** Goal of the exercise **
Could you write out all of the rows below again, requests included, after multiplying every coordinate in the answers by 1.75 and rounding each result to a whole number, with halves rounded up? Leave the numbers in the requests as they are.

** Records for processing **

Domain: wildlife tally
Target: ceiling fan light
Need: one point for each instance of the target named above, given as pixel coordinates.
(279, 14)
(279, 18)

** Response to this task **
Domain: wildlife tally
Target: ceiling fan light
Need: one point for each instance of the target named above, given as pixel coordinates.
(488, 25)
(488, 32)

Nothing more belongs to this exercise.